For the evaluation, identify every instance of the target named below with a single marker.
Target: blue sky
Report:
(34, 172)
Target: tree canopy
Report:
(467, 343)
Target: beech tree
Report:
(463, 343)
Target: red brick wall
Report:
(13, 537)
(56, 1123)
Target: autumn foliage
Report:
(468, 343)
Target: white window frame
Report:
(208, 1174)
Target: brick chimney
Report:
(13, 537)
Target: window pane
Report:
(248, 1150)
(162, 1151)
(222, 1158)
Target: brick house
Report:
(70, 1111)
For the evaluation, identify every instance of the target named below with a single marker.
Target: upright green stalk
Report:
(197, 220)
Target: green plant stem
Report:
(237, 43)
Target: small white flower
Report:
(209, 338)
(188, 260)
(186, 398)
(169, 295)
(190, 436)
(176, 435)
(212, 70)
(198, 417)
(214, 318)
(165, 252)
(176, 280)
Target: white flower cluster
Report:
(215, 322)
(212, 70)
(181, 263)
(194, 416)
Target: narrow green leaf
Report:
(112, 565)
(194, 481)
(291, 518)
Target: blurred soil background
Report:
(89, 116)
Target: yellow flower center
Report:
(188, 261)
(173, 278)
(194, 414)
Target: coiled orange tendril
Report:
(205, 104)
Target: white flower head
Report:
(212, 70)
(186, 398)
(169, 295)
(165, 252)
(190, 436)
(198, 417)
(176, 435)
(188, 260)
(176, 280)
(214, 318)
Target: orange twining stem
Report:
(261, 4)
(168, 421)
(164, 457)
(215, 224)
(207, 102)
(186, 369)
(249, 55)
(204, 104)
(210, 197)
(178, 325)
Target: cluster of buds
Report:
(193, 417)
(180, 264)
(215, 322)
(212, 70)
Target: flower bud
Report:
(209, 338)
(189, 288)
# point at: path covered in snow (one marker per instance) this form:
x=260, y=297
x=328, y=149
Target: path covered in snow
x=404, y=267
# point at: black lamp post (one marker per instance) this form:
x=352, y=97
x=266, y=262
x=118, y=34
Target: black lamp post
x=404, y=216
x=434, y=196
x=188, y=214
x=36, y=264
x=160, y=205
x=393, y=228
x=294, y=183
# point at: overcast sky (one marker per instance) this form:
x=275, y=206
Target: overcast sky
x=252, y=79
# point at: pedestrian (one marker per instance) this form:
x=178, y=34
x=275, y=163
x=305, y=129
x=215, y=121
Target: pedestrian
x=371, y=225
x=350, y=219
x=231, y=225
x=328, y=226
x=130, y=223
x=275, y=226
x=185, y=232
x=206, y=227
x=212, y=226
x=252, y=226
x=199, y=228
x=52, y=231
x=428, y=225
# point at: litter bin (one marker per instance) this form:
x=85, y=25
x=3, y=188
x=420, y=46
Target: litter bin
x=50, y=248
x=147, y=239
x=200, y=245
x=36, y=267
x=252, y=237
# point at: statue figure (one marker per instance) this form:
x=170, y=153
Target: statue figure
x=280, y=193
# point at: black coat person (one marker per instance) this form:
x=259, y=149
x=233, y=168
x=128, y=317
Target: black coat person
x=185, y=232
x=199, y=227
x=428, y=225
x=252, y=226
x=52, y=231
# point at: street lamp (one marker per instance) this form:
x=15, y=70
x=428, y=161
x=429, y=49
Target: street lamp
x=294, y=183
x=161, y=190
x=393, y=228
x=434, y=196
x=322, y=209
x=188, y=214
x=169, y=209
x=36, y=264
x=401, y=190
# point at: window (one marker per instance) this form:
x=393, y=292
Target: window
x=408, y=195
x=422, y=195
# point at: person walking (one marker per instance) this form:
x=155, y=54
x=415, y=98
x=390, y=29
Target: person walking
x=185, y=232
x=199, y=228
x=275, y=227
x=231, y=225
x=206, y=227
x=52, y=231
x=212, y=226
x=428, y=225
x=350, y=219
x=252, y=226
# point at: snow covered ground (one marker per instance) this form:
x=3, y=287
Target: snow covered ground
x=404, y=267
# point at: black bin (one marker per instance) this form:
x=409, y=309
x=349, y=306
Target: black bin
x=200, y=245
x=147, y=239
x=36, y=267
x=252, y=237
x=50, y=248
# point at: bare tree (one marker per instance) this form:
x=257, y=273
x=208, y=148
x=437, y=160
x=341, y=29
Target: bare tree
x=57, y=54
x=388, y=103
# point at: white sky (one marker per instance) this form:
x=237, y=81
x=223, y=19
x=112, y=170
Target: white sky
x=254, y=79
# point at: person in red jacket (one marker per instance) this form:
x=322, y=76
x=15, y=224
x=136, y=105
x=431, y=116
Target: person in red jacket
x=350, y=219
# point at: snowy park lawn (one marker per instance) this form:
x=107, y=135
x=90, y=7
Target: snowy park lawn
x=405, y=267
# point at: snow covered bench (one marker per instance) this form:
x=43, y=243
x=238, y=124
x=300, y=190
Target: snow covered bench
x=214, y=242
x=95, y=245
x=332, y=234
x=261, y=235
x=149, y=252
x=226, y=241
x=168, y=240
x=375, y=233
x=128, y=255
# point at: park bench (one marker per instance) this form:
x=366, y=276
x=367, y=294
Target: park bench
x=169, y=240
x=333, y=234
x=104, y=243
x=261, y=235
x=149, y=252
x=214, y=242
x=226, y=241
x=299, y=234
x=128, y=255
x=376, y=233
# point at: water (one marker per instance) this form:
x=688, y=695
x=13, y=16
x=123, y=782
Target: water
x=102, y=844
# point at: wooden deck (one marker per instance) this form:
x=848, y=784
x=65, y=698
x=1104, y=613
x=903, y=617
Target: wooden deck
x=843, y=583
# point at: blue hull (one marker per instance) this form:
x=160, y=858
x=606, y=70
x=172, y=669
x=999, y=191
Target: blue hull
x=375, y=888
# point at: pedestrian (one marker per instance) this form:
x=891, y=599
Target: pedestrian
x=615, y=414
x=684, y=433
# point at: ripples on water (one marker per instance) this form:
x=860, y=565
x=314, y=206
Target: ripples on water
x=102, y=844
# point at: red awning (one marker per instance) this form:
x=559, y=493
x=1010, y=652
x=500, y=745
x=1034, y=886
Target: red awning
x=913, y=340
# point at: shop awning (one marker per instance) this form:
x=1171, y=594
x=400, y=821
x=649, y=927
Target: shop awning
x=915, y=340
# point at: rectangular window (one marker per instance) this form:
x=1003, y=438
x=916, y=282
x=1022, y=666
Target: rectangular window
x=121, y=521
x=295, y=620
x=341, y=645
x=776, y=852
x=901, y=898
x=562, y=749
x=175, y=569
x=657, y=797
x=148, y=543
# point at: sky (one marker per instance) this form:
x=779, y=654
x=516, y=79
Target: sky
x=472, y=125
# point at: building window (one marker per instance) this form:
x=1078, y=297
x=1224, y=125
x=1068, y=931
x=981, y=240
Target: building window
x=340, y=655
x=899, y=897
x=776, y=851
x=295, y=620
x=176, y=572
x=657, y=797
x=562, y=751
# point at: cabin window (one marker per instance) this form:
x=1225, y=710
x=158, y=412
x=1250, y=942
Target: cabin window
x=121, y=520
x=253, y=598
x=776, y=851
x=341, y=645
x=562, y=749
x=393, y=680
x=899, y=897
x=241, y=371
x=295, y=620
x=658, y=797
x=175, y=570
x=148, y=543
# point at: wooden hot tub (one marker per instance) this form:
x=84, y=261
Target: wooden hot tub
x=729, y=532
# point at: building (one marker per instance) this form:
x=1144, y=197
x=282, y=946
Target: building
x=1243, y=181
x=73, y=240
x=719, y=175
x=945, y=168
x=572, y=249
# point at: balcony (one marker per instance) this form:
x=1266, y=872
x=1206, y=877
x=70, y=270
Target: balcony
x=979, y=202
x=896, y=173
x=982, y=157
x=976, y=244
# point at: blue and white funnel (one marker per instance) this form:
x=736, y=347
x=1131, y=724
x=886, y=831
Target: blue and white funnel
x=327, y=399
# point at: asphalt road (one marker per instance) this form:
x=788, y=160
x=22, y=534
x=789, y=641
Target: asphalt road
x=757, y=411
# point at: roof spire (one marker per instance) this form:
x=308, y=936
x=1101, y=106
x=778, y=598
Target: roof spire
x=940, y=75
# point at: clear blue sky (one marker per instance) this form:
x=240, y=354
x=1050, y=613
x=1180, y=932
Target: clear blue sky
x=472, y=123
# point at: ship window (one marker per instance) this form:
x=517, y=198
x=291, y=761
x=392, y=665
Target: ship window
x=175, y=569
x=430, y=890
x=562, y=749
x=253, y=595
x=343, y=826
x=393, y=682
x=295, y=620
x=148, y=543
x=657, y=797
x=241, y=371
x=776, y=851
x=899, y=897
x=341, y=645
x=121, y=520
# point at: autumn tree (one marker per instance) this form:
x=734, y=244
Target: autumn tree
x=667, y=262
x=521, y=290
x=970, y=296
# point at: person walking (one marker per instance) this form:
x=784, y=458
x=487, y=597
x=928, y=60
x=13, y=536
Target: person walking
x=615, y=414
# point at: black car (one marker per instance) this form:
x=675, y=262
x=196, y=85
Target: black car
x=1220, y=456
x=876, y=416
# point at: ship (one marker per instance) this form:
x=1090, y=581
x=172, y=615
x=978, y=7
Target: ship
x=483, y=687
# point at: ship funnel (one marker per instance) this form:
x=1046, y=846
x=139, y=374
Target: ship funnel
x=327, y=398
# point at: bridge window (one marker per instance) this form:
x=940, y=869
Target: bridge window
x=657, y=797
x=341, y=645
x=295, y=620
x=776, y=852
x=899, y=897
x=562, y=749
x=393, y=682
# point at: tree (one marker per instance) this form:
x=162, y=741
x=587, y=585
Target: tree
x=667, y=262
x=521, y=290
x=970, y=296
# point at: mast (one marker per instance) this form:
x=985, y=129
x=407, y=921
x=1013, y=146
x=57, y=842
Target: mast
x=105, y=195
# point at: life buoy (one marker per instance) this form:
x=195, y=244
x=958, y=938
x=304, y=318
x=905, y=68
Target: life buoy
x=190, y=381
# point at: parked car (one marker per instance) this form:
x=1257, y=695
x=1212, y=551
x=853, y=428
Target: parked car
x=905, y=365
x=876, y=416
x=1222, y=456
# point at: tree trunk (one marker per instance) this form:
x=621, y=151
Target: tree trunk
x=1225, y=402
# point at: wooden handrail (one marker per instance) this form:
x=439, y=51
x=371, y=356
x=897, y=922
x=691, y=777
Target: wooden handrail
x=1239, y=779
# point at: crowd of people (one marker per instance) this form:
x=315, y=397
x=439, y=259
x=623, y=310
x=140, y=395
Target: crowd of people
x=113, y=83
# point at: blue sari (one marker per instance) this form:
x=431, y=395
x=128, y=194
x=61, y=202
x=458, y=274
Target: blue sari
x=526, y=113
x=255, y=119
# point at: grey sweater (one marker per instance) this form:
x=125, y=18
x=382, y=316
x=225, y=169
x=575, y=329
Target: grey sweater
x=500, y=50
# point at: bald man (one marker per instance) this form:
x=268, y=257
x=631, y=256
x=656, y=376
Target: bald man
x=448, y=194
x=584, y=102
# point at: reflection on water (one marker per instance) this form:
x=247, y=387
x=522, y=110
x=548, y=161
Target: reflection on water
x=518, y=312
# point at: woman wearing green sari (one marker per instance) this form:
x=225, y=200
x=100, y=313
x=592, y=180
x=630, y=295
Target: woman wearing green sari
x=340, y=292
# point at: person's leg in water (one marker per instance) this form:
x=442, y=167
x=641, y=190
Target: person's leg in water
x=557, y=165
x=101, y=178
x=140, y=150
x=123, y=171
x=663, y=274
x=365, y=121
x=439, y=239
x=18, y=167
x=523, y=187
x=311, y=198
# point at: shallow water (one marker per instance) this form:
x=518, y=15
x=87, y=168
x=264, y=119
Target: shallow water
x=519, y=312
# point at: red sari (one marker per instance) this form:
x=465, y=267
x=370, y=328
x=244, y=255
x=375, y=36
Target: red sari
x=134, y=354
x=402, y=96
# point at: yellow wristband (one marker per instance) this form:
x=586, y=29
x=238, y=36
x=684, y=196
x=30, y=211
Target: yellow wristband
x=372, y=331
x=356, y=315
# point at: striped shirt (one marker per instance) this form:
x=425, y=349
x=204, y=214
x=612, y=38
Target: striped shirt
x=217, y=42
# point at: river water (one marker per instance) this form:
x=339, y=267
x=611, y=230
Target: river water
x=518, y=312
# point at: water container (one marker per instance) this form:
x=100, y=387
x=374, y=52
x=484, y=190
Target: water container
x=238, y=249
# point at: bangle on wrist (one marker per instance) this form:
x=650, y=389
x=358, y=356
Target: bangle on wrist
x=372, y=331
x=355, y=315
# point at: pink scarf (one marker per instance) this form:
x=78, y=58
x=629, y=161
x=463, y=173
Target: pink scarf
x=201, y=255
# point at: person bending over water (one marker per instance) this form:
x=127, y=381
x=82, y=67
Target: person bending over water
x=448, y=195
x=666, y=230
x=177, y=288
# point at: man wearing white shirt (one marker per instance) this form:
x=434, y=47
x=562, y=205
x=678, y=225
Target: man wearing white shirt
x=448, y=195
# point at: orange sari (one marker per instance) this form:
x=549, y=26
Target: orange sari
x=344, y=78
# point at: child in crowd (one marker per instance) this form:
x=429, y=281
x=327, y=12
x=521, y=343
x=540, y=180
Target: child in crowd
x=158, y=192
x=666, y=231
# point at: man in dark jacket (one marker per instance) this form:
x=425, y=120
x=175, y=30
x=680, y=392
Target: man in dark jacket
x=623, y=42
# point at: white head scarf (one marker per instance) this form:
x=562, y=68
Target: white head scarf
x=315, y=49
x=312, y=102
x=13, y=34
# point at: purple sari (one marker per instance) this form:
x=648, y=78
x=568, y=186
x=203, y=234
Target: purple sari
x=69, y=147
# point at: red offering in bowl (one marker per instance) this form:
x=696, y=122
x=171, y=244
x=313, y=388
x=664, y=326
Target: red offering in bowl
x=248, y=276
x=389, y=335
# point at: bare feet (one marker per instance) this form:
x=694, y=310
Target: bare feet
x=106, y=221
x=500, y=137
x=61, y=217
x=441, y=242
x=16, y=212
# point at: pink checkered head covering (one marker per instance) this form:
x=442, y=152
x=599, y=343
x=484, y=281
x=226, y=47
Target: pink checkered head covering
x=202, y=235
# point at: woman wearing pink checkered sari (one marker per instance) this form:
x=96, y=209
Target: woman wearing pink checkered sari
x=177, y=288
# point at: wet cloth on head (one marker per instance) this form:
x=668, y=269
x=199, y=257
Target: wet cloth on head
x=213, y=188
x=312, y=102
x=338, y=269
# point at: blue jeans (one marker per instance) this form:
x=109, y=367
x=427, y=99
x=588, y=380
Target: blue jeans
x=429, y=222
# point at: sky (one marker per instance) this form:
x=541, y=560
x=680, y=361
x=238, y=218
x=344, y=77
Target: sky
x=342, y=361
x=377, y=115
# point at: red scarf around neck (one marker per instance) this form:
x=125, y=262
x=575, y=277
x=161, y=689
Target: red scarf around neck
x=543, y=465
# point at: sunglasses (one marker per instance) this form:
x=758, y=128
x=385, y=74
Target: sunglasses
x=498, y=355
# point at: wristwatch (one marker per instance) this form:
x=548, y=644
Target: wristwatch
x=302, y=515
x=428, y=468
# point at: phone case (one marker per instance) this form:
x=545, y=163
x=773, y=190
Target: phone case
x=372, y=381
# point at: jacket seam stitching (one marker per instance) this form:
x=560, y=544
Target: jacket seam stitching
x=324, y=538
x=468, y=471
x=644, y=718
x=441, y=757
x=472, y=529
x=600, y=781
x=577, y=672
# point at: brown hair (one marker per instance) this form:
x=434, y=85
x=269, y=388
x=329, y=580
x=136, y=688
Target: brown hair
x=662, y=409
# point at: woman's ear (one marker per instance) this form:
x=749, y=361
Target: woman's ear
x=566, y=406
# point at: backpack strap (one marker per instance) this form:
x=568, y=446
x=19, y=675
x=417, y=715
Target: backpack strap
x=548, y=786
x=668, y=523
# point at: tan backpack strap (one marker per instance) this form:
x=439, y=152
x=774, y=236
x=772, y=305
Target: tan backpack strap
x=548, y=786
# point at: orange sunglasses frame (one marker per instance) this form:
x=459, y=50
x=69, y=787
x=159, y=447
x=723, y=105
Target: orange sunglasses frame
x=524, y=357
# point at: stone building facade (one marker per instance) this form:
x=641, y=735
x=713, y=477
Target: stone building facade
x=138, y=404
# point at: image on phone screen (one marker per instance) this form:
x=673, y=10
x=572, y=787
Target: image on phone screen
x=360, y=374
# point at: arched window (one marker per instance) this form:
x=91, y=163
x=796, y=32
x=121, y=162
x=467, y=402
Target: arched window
+--
WORK INSTRUCTIONS - Give the material as a numbered list, omitting blank lines, from its first line through the line containing "(222, 1158)".

SOLVED EXERCISE -
1. For the evaluation, identify every instance of the target named below with a single marker.
2. Target: blue sky
3. Report:
4. (34, 172)
5. Target: tree canopy
6. Report:
7. (467, 343)
8. Target: beech tree
9. Report:
10. (463, 343)
11. Target: red brick wall
12. Report:
13. (13, 537)
14. (56, 1123)
15. Target: autumn foliage
16. Report:
17. (468, 343)
18. Target: white window frame
19. Report:
20. (208, 1174)
21. Target: brick chimney
22. Report:
23. (13, 537)
24. Target: window pane
25. Report:
26. (248, 1150)
27. (162, 1151)
28. (222, 1158)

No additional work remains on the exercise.